Что сделать 1:
Сколько рублей Зубков выдал Прыжову, судя по отрывку о «Народной расправе»?
Что сделать 2:
Перескажите короче в виде списка абзац отрывка о «Народной расправе», начинающийся словами «Денежными делами», и сохраните его основные факты.

Цитируемый отрывок:
Денежными делами «Народной расправы» ведал Кузнецов. Иногда удавалось разжалобить некоторых московских купцов на «помощь нуждающимся студентам», остальная часть средств поступала от самих членов сообщества. В октябре Нечаев отправил Прыжова в Иваново к Зубкову за получением когда-то обещанных сгоряча десяти тысяч рублей на «общее дело», но напуганный весенними обысками и арестами, фабрикант-вольнодумец принял посланца сдержанно, выдал ему сто рублей, подробно расспросил о Нечаеве и выпроводил.[362]
Приведу выписку из кассового отчета «Народной расправы», найденного у Успенского при обыске.
Приход: Кузнецов — 259 руб., Зубков — 100 руб., Прыжов — 25 руб., Черкезов — 125 руб., Беляева — 1 руб.; неизвестный — 50 руб., итого — 560 руб.
Расход: Нечаеву — 63 руб., Прыжову — 80 руб., Прокопенко — 50 руб., Рипману — 12 руб., Беляевой — 20 руб., Волохареву — 21 руб., Флоринскому — 50 руб., Гернету — 5 руб., итого — 301 руб.[363]
В Иванове Нечаев появлялся тайком, иначе его непременно отвели бы к жандармскому капитану Тимофееву: слишком многим он причинил неприятности. Поэтому к Зубкову ему пришлось посылать Прыжова. «Вернувшись из-за границы, Сергей не раз приезжал в Иваново, — рассказывала его старшая сестра Фатина, — и свидания имел с сестрой (Анной. — Ф. Л.) в лесу, на Сластихе. Перед ним приезжал всегда студент из Петербурга Н. В. Слюнин и предупреждал. Слюнин был влюблен в сестру и все делал по просьбе Сергея.
С. Г. был гримирован и жил, скрываясь, у Анны Осиповны Бабуриной; она с ним была близко знакома; Анна Осиповна была девица старая. У ней на дворе ее собственного дома был котел, под которым проводил ночи С. Г.
Отец после всех историй выкинул Сергея из головы и сестру на поруки не взял, а я взяла. Два раза приезжал студент звать отца на свидание к Сергею, но он не поехал. Сергей из-за границы слал письма, но отец, как получал их, так относил частному приставу. Все равно мы знали, если не отнесешь, то придут, чтобы забрать их. Годы были трудные, отцу много приходилось терпеть; вот у меня была и другая фамилия, так ничего, а у второй жены нашего отца детей выгнали из училища, не дали учиться. Все письма в шкатулке, которую привезла сестра, я сожгла в печке: боялась в те годы всего.
У Сергея была сильная воля; иногда он влиял на отца. Барышни, мои подруги, с первого взгляда на него переживали что-то особенное; влюблялись и уважали его. Я спрашивала его, «не носишь ли магнита?» Вот и сейчас на карточке он таков, что не хочется отрываться; он как бы разговаривает с тобой».[364]

Строки:
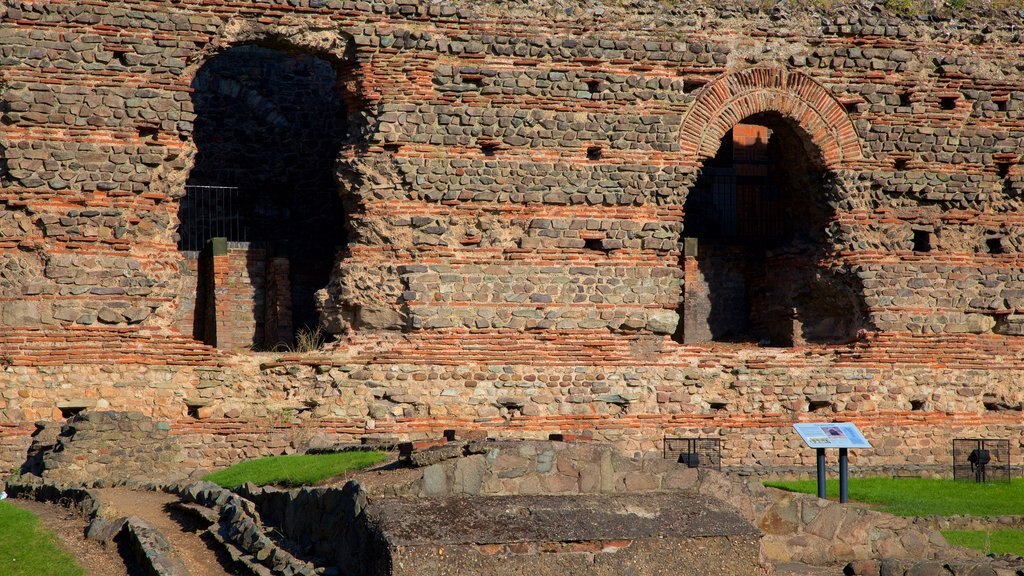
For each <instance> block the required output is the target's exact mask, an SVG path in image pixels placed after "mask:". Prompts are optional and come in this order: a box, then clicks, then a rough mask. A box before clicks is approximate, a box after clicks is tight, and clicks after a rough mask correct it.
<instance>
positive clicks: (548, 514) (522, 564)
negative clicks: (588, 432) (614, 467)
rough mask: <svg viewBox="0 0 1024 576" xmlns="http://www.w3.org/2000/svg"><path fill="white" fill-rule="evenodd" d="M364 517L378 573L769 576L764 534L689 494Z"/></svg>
mask: <svg viewBox="0 0 1024 576" xmlns="http://www.w3.org/2000/svg"><path fill="white" fill-rule="evenodd" d="M367 513H368V517H369V519H370V522H371V523H372V525H373V526H374V528H375V530H376V531H377V532H378V534H379V536H380V537H381V540H382V541H383V542H384V543H385V547H386V550H381V552H382V553H381V554H379V559H380V565H379V566H378V567H377V569H376V570H371V571H370V573H372V574H375V575H384V574H387V575H393V576H406V575H409V576H412V575H418V576H441V575H444V576H456V575H460V576H461V575H467V576H468V575H474V576H475V575H479V576H484V575H485V576H506V575H507V576H513V575H516V576H520V575H529V576H547V575H552V576H553V575H559V576H563V575H566V574H587V575H596V576H612V575H627V574H628V575H635V576H654V575H669V574H672V575H682V576H706V575H707V576H712V575H714V576H755V575H757V574H760V573H762V570H761V566H760V565H759V563H758V549H759V541H760V533H759V532H758V531H757V530H756V529H755V528H754V527H753V526H751V525H750V524H749V523H748V522H746V521H744V520H743V519H742V518H741V517H739V515H738V513H736V512H735V511H734V510H733V509H732V508H730V507H729V506H728V505H727V504H724V503H723V502H721V501H719V500H717V499H714V498H711V497H707V496H700V495H696V494H691V493H644V494H625V495H623V494H616V495H606V496H493V497H460V498H420V499H399V498H394V499H382V500H377V501H375V502H372V503H371V504H370V505H369V506H368V508H367Z"/></svg>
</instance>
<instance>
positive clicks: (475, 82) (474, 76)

Ожидаемый результат 1:
Сто рублей.

Ожидаемый результат 2:
- Денежными делами «Народной расправы» ведал Кузнецов.
- Иногда деньги удавалось получить от некоторых московских купцов «на помощь нуждающимся студентам», остальные средства давали сами члены сообщества.
- В октябре Нечаев отправил Прыжова в Иваново к Зубкову за когда-то обещанными десятью тысячами рублей.
- Зубков был напуган весенними обысками и арестами. Он принял Прыжова сдержанно, выдал сто рублей, подробно расспросил о Нечаеве и выпроводил посланца.